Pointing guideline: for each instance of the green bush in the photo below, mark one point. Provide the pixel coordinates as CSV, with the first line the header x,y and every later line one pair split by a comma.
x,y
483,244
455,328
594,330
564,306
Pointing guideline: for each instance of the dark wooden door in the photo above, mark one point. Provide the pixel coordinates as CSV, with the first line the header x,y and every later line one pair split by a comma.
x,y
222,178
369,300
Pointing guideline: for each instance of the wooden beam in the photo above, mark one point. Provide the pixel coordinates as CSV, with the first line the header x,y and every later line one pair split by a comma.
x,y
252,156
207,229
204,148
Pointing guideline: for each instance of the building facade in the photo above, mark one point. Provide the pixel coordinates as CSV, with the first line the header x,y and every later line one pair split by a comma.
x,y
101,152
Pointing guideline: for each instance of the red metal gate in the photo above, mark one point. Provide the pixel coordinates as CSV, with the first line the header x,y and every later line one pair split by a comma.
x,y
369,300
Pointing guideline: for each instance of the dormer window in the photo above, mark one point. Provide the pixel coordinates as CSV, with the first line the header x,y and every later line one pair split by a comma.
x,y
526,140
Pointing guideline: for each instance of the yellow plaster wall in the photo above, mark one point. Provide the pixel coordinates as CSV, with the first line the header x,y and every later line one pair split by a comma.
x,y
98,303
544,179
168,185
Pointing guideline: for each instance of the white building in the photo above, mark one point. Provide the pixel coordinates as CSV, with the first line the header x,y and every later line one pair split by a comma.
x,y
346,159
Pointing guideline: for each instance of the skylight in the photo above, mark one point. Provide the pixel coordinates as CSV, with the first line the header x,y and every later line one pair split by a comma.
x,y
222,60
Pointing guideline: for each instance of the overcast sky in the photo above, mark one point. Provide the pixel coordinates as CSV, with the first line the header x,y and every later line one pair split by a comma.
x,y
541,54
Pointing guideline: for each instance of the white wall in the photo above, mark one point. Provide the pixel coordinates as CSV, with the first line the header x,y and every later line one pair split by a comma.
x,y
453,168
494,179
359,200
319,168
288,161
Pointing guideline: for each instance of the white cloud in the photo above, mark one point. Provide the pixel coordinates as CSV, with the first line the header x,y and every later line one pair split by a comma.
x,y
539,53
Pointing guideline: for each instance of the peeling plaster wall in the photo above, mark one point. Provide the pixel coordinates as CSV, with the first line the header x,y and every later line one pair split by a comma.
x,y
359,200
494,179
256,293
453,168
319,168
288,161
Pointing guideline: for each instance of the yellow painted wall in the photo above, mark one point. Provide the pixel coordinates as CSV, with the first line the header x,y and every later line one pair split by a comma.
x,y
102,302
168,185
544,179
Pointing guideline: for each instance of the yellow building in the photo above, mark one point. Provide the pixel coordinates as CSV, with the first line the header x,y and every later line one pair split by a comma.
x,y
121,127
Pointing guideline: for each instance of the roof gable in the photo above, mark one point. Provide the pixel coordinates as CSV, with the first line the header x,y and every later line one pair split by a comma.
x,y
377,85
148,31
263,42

__Aim of the task__. With nothing left out, copy every record exactly.

__Exercise output__.
Pointing guideline: for each instance of the green bush in the photo below, mark one point. Provide the pixel coordinates as CSV, with the first line the header x,y and every later line one pair split by a comma.
x,y
483,244
455,328
594,330
564,306
Pointing guideline: for each instance of the dark wooden door in the photo above, mark one point. Provide the pixel coordinates as CSV, with the first line the header x,y and every later line one pair split by a comma.
x,y
222,178
369,300
Pointing guideline: for each instance of the wooden beam in the photo above, mark one point. Provide the pixel coordinates as CSV, with the first line the header x,y and every later line one pair split by a comma.
x,y
252,156
207,229
204,148
Pointing guideline: for each instance of the building facade in the photo above, mark one point. Provide the pixel coordinates as CSV, with the first line the header x,y and every later line one pair split by a comma.
x,y
101,152
Pointing guideline: for each instance of the red metal gate in the photo above, mark one point. Provide the pixel coordinates as CSV, with the first line the header x,y and every later line one pair split by a comma.
x,y
369,300
Pointing guideline: for each instance of the dormer window in the photo above, mark one point. Provide the pixel coordinates as CSV, with the first line the header x,y and every later line one pair split by a comma.
x,y
526,140
Pointing guideline: for each instance of the yellow plaster wall in the photo above, mark one point. Provide the pixel coordinates as CSV, with the first line the header x,y and every later line one pair split by a comma.
x,y
98,303
544,179
168,185
Pointing guideline: for each instance of the white building in the photo above, mark one point. Provide the pixel coordinates as CSV, with the first line the header x,y and every later line one pair split by a comma.
x,y
346,159
Pointing guideline: for each instance of the skylight in the photo above, mark one point. Provide the pixel coordinates as CSV, with the first line the header x,y and every later line one pair split by a comma.
x,y
222,60
Pointing guideline: for each instance of the overcast sky in the photo above, mark one point. Provide the pixel coordinates as CSV, with the first line the header x,y and every later line one pair split by a comma.
x,y
541,54
Pointing guideline: for each instance of the white wall in the photo above, mark one point. Provide the pixel coordinates as CSV, with the first line the header x,y and every later line one pair split by a comma.
x,y
453,168
494,179
359,200
319,168
288,161
Pointing guideline: for each instance of the white cloud in the photo above, mark one point. Provide the pixel coordinates as CSV, with the first line the header x,y and every later line one pair split by a comma.
x,y
539,53
Pointing guideline: for each instance of the peeling plaster wall in the photo above, mark one point. Provide the pixel coordinates as CSV, with the first line the header x,y and every later line one pair split by a comma.
x,y
359,200
494,179
256,293
453,168
319,168
288,161
Pointing guideline: for each instance of the yellow painted wall in the photo above, mark one point. Provide the pixel coordinates as CSV, with the first line the header x,y and every later line one pair split by a comma.
x,y
102,302
168,185
544,179
Pointing guideline: for each instance of the yellow building in the photo above, mark one point. Provide the pixel coordinates as CSV, with the first line the header x,y and every later line one pair split by a comma.
x,y
121,127
Pointing guideline: for each instance of the roof gable in the photo above, mark one point. Provide the pixel coordinates as CSV, with the first line the header x,y and every later line one pair split by a comma.
x,y
377,85
148,31
263,42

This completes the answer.